Monitoring and Logging

Monitor and manage your deployed AI services

Monitoring and Logging

Unicron provides comprehensive monitoring tools to help you track the performance and health of your deployed AI services.

Deployment Dashboard

Each deployment includes a detailed dashboard with:

  • Status Information: Current status (Running, Pending, Failed)
  • Performance Metrics: Request volume, latency, error rates
  • Resource Utilization: CPU, memory, and GPU usage
  • Cost Tracking: Current and projected costs

Key Metrics

Performance Metrics

  • Request Volume: Number of API calls over time
  • Latency: Response times (p50, p95, p99)
  • Error Rate: Percentage of failed requests
  • Throughput: Requests processed per second

Resource Metrics

  • CPU Utilization: Percentage of CPU used
  • Memory Usage: RAM consumption
  • GPU Utilization: For GPU-enabled deployments
  • Disk I/O: For deployments with storage requirements

Setting Up Alerts

You can configure alerts to notify you when:

  1. Navigate to your deployment: /workspace/{workspace-slug}/deployments/{deployment-slug}
  2. Click on the "Monitoring" tab
  3. Select "Alerts" from the submenu
  4. Click "Create Alert"
  5. Configure your alert:
    • Select metric to monitor
    • Set threshold values
    • Choose notification method (email, webhook)

What to do - Write out the part of the monitoring guide that opens with the words containing "Unicron provides comprehensive" and closes with "(Running, Pending, Failed)". The material after this point has nothing to do with the monitoring guide.

Information provided -
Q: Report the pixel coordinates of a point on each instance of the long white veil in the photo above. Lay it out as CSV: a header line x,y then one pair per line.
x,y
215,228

Correct response -
Unicron provides comprehensive monitoring tools to help you track the performance and health of your deployed AI services.

Deployment Dashboard

Each deployment includes a detailed dashboard with:

  • Status Information: Current status (Running, Pending, Failed)